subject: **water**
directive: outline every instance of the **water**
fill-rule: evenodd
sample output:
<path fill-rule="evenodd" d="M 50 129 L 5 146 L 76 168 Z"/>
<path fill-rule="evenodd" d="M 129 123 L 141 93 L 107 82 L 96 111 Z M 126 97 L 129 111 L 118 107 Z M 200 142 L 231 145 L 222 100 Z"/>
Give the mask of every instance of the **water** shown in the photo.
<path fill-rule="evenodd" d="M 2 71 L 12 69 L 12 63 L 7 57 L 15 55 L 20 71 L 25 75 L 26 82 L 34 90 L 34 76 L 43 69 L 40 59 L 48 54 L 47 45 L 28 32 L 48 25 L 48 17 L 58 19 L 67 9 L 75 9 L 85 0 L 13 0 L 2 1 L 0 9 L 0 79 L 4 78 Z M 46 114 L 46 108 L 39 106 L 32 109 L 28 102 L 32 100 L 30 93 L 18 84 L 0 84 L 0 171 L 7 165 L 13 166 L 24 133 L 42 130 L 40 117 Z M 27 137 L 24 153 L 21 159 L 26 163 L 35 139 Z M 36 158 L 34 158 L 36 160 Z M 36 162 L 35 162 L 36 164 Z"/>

■ Work request ■
Nothing should appear in the output except the lines from the one with "fill-rule: evenodd" through the end of the records above, copied exactly.

■ Answer section ■
fill-rule: evenodd
sample output:
<path fill-rule="evenodd" d="M 50 129 L 5 146 L 76 168 Z"/>
<path fill-rule="evenodd" d="M 129 123 L 141 93 L 107 82 L 96 111 Z M 126 97 L 129 111 L 118 107 Z M 200 142 L 231 145 L 222 100 Z"/>
Give the mask of every instance of the **water** shown in the photo.
<path fill-rule="evenodd" d="M 2 71 L 12 69 L 12 63 L 7 57 L 15 55 L 20 71 L 25 75 L 26 82 L 34 90 L 34 76 L 43 69 L 40 59 L 48 54 L 47 45 L 28 32 L 48 25 L 48 17 L 58 19 L 67 9 L 75 9 L 85 0 L 13 0 L 2 1 L 0 9 L 0 79 L 4 78 Z M 46 114 L 46 108 L 39 106 L 32 109 L 28 102 L 32 100 L 30 93 L 18 84 L 0 84 L 0 171 L 7 165 L 13 166 L 24 133 L 42 130 L 40 117 Z M 27 137 L 24 153 L 21 159 L 26 163 L 35 139 Z M 36 158 L 34 158 L 36 160 Z M 36 162 L 35 162 L 36 164 Z"/>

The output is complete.